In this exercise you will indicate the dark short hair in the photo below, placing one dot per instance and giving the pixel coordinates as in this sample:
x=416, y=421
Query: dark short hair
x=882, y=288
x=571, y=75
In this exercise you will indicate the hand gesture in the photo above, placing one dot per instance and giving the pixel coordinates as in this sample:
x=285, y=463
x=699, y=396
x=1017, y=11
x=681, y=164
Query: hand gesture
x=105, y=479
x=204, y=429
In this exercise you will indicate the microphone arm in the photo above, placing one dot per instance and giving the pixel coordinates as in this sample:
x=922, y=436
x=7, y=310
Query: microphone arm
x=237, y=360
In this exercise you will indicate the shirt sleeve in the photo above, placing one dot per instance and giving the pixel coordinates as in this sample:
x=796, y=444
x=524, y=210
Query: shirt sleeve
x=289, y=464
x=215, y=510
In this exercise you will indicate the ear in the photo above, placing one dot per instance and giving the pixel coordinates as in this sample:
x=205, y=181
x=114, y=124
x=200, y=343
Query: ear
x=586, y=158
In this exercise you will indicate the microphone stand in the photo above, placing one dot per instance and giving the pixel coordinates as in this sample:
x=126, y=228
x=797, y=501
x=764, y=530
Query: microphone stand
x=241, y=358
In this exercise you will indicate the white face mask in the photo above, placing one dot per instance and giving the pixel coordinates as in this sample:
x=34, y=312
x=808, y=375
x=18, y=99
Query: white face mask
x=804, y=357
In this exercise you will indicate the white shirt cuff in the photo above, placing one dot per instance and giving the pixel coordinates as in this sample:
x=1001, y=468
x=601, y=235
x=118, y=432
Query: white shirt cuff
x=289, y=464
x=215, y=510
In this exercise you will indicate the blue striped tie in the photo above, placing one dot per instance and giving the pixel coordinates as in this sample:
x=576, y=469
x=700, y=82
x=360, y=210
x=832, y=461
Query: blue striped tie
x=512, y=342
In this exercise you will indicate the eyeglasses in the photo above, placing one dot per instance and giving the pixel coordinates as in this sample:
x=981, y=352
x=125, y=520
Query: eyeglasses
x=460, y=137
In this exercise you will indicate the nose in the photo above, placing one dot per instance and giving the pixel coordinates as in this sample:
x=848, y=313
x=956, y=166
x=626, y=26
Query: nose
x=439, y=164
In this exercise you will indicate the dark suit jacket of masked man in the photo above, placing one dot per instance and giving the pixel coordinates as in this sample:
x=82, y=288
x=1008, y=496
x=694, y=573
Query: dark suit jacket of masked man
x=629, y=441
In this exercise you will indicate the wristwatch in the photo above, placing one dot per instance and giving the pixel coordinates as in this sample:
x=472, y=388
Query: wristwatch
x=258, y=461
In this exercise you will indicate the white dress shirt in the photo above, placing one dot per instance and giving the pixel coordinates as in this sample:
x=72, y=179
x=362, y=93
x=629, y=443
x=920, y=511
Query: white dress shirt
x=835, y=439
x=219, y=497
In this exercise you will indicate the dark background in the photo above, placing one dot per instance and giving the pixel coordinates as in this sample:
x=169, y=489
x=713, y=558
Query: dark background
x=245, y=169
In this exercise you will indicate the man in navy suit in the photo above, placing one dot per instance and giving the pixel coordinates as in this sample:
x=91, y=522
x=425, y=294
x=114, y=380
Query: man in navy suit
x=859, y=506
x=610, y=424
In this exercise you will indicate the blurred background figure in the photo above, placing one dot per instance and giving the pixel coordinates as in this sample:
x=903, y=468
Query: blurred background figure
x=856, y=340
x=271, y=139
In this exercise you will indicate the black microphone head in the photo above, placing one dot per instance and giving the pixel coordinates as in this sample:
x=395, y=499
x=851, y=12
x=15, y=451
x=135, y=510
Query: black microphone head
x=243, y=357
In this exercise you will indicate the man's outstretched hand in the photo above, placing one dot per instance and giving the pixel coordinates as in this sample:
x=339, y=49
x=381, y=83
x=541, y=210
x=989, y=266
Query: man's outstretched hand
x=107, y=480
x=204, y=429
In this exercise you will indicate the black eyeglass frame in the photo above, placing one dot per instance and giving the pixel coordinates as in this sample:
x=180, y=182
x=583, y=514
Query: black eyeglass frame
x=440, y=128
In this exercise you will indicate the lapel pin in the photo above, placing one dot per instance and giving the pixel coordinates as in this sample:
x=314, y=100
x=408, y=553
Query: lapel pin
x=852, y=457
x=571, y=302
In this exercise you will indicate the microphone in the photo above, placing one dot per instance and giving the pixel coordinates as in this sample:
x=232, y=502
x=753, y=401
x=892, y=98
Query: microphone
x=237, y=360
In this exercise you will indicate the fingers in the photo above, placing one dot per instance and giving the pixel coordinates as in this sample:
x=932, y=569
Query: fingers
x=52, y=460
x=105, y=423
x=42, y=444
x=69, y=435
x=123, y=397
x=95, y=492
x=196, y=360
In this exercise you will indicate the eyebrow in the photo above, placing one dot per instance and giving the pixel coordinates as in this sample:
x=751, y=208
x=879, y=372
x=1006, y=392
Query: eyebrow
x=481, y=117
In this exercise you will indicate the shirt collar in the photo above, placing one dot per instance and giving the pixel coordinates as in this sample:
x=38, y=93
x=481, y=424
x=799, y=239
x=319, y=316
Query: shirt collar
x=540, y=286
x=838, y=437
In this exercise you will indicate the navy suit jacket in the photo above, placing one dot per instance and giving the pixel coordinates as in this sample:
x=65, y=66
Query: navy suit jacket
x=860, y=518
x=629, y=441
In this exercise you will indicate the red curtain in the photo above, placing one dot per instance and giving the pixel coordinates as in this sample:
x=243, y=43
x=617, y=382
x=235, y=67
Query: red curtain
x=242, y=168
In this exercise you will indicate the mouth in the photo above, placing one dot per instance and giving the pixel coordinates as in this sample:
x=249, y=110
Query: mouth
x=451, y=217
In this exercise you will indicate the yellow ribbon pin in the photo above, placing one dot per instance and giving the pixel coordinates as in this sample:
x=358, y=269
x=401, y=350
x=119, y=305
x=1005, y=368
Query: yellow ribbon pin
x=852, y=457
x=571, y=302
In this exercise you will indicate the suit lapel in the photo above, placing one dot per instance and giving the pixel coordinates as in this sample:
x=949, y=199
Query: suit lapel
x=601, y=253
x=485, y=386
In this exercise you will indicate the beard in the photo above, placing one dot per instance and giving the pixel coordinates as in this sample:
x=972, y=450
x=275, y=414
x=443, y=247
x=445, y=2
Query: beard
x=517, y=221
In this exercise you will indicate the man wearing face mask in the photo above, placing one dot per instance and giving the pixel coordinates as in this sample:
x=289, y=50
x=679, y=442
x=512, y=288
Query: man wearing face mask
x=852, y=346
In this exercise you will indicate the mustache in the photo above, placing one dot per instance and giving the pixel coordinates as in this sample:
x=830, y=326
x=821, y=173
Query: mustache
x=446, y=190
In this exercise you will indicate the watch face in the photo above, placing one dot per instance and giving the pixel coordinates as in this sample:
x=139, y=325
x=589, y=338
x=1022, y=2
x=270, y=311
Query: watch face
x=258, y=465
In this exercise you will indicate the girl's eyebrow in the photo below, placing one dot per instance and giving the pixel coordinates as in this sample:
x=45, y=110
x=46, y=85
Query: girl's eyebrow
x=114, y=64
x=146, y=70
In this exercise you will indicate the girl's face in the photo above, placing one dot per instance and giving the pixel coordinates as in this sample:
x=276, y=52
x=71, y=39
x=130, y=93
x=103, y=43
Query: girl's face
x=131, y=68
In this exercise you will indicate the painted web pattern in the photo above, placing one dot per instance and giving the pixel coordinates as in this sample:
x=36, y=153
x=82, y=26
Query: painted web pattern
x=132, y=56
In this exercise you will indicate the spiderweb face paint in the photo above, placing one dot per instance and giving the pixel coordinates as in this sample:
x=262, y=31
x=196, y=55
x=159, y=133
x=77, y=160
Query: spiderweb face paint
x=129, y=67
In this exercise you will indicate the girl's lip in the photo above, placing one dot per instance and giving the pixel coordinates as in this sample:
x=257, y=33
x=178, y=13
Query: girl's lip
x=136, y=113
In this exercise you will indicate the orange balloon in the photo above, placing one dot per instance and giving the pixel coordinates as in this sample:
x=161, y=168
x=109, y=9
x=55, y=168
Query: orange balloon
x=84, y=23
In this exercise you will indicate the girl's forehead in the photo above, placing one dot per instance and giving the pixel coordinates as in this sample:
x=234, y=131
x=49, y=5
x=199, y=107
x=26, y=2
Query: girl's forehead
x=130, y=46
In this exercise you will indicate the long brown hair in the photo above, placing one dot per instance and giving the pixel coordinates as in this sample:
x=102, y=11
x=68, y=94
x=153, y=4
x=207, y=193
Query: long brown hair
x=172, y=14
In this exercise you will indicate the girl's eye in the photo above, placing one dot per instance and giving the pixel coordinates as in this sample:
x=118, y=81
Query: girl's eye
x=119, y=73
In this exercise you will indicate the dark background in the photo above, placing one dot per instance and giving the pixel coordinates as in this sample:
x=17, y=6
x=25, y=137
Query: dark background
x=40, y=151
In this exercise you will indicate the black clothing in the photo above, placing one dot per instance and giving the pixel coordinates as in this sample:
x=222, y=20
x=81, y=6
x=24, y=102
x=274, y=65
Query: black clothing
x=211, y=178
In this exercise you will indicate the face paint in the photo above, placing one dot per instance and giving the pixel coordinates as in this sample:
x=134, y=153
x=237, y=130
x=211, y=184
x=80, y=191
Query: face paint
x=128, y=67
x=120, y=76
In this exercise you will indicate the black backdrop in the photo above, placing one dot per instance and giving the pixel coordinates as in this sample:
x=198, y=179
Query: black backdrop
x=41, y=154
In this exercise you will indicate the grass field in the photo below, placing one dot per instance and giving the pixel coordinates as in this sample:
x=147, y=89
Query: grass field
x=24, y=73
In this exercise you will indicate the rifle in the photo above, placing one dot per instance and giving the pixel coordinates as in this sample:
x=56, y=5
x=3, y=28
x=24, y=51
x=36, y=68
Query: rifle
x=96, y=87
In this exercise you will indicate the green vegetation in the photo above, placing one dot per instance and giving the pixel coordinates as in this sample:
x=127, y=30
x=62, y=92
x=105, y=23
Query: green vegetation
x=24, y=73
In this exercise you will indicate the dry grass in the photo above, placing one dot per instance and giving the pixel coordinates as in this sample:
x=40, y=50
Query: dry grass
..........
> _Task details_: Update the part of the items that runs from their first line through the line containing "x=571, y=75" by replacing "dark short hair" with "short brown hair" and keeping everything else the same.

> _Exercise response_:
In this exercise you will indicate the short brown hair in the photo below, placing one dot per instance and giving the pixel coordinates as in this sample:
x=416, y=421
Query: short brown hair
x=882, y=288
x=571, y=75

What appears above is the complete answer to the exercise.